Anon: First, let me correct one thing that you wrote—SD stands for Standard Deviation, not deviance. Your term refers to what radio people do at conventions.


Question 1: You are very perceptive whoever you are. You are correct in saying that a larger standard deviation means that the raw score is less reliable. In reference to what we're talking about here, though, we are using the SD from all the songs combined—but your statement is still correct. If you conduct a music test and find that your overall Standard Deviation for all songs is very large (you'll need to compare a few tests to find out what is normal for your own tests), then something, as they say in Atlanta, "Don't be right." (There isn't much agreement among the respondents.)


Question 2: While you can compute the variance and standard deviation for each song in your test (that's the primary way to determine fatigue, by the way), we're talking about an overall variance and SD for all the songs in your test.


What you need to do is compute the variance and standard deviation for all songs. Then you compute z-scores for each song from those two pieces of information. (Variance is computed by subtracting the overall mean from each score. This is called the "deviation score." You do this for every song. You then square each of those deviation scores and add them all together. Finally, you divide that number by N-1 (N = your sample size). The square root of that number is your Standard Deviation. Simple . . . just like going to Wisconsin.

 

 

z-scores - 9

Hi Doc, I lost your answers to previous questions similar to mine so I hope you will forgive if I ask again. You frequently tout z-scores as the only way to compare "apples and oranges" in research numbers. Would you recommend using z-scores to compare the results of traditional callout to online music research?

 

If so, would you again please share your formula for computing z-scores?

 

Finally, what are your thoughts on using weighted positive scores in music research? Thanks. - Anonymous

 

Anon: For your information, there are several z-score questions and answers in the "Research Dr." book—including the formula. However, I'm happy to answer your questions again.

 

First, yes I recommend using z-scores to compare the results of traditional callout to online music research. There is no other way to compare these scores.

 

Second, the z-score formula is: z= Score-Mean/Standard Deviation, where "score" refers to the individual song score, "mean" is the mean or average of all the songs in your list, and "standard deviation" is the standard deviation of all the songs in your list. The "/" means "divided by."

 

Third, my thoughts on using weighted positive scores? If you use some type of metric for your test…a scale of 1-5, 1-7, 1-10, etc., you shouldn't have to weight anything. These scales are "self-weighting" because they are ratio data. In other words, a "5" is five times better than a "1" and so on. It's already weighted.

 

There isn't anything wrong with weighting the positive scores. It's just a waste of time because regardless of how you weight the scores (2 times the highest score or any other procedure), you will not change the ranking of the songs. If you weight all the scores the same way, you are performing what's called a "monotonic transformation" of the data. That is, all the data are changed the same way…therefore, the ranking will not change.

 

The songs that are liked a lot or rated highly will show regardless of whether you use the raw data or some type of weighting formula. It's a pure waste of time and means nothing. You might as well spend the time on the New York Times crossword puzzle.

** THINGS TO DO **
[1] Can you output, word for word, the part of the z-score discussion that opens with the words containing "What you need" and closes with "going to Wisconsin."?
[2] Would you pick up the z-score discussion after its last sentence and keep it going?

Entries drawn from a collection
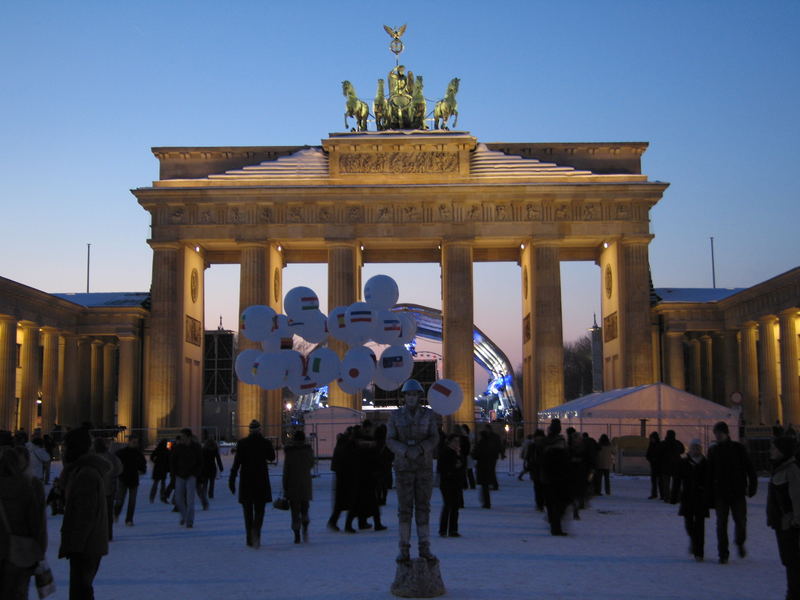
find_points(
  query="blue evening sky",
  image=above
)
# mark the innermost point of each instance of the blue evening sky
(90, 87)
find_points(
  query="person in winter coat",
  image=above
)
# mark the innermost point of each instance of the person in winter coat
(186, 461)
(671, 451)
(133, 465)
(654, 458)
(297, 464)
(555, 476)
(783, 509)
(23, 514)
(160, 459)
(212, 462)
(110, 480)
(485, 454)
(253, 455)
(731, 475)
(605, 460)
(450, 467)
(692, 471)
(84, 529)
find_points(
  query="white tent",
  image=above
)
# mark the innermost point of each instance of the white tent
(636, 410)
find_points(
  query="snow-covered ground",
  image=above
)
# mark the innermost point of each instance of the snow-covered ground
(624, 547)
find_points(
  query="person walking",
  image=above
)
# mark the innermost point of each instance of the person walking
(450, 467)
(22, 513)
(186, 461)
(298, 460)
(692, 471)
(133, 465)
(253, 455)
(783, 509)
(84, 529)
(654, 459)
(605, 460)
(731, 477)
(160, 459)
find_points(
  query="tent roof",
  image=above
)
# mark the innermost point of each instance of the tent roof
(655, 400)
...
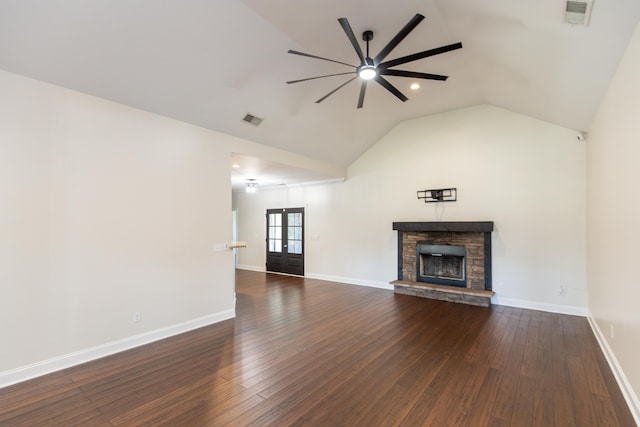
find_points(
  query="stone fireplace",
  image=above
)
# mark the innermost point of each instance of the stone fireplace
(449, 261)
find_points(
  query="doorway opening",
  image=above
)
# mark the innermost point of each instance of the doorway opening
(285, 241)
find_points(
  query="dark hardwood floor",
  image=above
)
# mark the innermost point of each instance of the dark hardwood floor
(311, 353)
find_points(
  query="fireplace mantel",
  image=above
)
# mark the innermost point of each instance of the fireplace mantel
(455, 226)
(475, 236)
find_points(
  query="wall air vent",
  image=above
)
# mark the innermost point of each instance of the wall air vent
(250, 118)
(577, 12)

** TASK ANSWERS **
[1]
What you need to do is compute the variance and standard deviation for all songs. Then you compute z-scores for each song from those two pieces of information. (Variance is computed by subtracting the overall mean from each score. This is called the "deviation score." You do this for every song. You then square each of those deviation scores and add them all together. Finally, you divide that number by N-1 (N = your sample size). The square root of that number is your Standard Deviation. Simple . . . just like going to Wisconsin.

[2]
I have seen some very strange weighting formulas. Our computer guru came up with this one after he saw a convoluted formula a person wanted to use for weighting his music test:

 

score={Sqrt(6s)*Arcsine(7s)}/{pi}*log(6s+7s)*Cosine(1s+2s)}*{7s^2+6s^3}/{sqrt(4s+5s)}

 

That's the best weighting formula I have ever seen.

 

z-score Question

In the past you have said that a song with a negative z-score would merit consideration for being dropped from the playlist. Give or take some wild fluctuations it seems to me that approximately half of the songs will have positive z-scores and approximately half will have negative scores.  If that’s true, does it not stand to reason that for every two songs you test that one will have a positive score on average? Tell me what I’m missing because, with this line of reasoning, it appears you could test an infinite number of titles and get positive scores (albeit probably not high positives) on titles no one has ever heard of. - Andy

 

Andy:  Yes, I have said that a song with a negative z-score would merit consideration for being dropped from the playlist.  But consideration only, not absolutely drop because you need to look at the raw scores first.

 

You are correct in saying that when using z-scores, 50% of the songs will be positive and 50% will be negative.  That’s because z-scores are computed using the mean for the group of songs.  And that’s why it’s important to look at the raw scores.  Let’s say that you use a 1-10 scale for respondents to rate your songs.  Theoretically, it’s possible for NO song to receive a score of less than, say, 9.0.  Even in this case, 50% of the songs will be negative.  And in this case, you probably wouldn’t eliminate any songs from your playlist.

 

z-scores show you how each song performs against all of the other songs in your test and will usually range between –3.00 and +3.00.  The z-scores show you the performance of the songs, but you need to look at the raw scores to understand the how the songs were rated.  In other words, you don’t automatically eliminate songs because of a negative z-score.  You must also look at the raw scores.

 

I don’t understand what you mean in your last sentence….that you will get positive scores on titles no one has heard of…  In all music tests that I know about, respondents do not rate unfamiliar songs.

 

z-scores Use

I read your answer to the question about up and down ratings and it got me curious about z-scores.  I went thru your Research Doctor Archive and feel like I now have general idea about them and am going to convert our last couple of ratings books and see how they look.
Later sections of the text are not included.